---- TEXT SECTION

( ) is a 2003 silent film directed by Morgan Fisher.

Summary
The film consists entirely of insert shots extracted from feature films, considering the "status of the insert shot in an ingenious way", according to film expert Susan Oxtoby.

Fisher said of his film, "Inserts are above all instrumental. They have a job to do, and they do it; and they do little, if anything, else. Sometimes inserts are remarkably beautiful, but this beauty is usually hard to see because the only thing that registers is the news, the expository information, that the insert conveys... By chance, I learned that the root of 'parenthesis' is a Greek word that means the act of inserting. And so I was given the title of the film."

Synopsis
P. Adams Sitney, Professor of Visual Art at Princeton University, wrote a short essay for Artforum International "Medium Shots: the films of Morgan Fisher" in which he describes the film "()." "Fisher's most recent film, (), succeeds astonishingly where Frampton's parallel effort, Hapax Legomena: Remote Control (1972) failed; it uses aleatory methods to release the narrative unconscious of a set of randomly selected films. () is made up entirely of "inserts" from feature films organized according to Oulipian principles. Inserts were usually shot by assistants when star actors, large crews, or expensive sets were not needed. These include details of weapons, wounds, letters, signs, tombstones, machinery, games of chance, timepieces, money, and even intimate caresses. Fisher culled the inserts from a number of films he collected for that purpose and edited them together under constraints he does not fully reveal; he places the inserts from a given film in the order in which they appeared in that film, but two inserts from the same film never follow each other directly in his assemblage. Alternating among them we catch glimpses of violence, intrigue, high-stakes gambling, and sexual adventure."

--------
---- RECORDS

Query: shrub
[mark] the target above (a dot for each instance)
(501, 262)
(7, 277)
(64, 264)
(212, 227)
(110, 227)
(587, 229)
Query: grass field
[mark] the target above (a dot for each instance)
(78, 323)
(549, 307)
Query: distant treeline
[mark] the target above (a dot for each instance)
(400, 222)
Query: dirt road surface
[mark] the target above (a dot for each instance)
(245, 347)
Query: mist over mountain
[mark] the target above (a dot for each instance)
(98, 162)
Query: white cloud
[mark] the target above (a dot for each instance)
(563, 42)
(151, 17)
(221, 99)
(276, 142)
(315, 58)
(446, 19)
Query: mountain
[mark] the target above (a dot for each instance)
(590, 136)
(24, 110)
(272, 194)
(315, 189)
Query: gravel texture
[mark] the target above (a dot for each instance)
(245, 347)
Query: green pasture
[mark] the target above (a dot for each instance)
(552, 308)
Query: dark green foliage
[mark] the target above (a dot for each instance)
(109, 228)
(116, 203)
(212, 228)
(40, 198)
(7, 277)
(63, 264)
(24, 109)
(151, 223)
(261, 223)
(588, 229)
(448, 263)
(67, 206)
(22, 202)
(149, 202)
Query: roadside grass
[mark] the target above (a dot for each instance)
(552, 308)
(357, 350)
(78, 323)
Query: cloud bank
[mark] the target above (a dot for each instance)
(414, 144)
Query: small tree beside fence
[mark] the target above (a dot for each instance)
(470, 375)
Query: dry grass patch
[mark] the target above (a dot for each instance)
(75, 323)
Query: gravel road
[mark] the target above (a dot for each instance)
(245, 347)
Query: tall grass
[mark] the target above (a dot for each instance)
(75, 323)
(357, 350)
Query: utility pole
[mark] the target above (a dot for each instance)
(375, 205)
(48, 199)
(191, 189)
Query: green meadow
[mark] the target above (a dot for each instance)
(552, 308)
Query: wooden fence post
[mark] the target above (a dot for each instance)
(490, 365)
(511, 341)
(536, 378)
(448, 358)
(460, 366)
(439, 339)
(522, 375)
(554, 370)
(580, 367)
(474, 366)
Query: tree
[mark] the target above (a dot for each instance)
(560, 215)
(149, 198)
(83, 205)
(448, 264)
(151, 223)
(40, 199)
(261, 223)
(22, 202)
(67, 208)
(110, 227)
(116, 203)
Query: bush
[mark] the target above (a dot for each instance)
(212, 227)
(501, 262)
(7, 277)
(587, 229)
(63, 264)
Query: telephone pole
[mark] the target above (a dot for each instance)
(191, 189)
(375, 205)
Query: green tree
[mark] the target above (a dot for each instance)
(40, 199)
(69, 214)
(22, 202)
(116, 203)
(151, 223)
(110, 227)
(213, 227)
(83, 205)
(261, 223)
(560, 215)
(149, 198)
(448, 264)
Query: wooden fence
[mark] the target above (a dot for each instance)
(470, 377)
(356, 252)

--------

YOUR GOAL:
Update the passage of the article on the 2003 silent film that opens with the words containing "( ) is a 2003" and closes with "expert Susan Oxtoby.", giving it again with "film expert" replaced by "film scholar".

ANSWER TO THE PROBLEM:
( ) is a 2003 silent film directed by Morgan Fisher.

Summary
The film consists entirely of insert shots extracted from feature films, considering the "status of the insert shot in an ingenious way", according to film scholar Susan Oxtoby.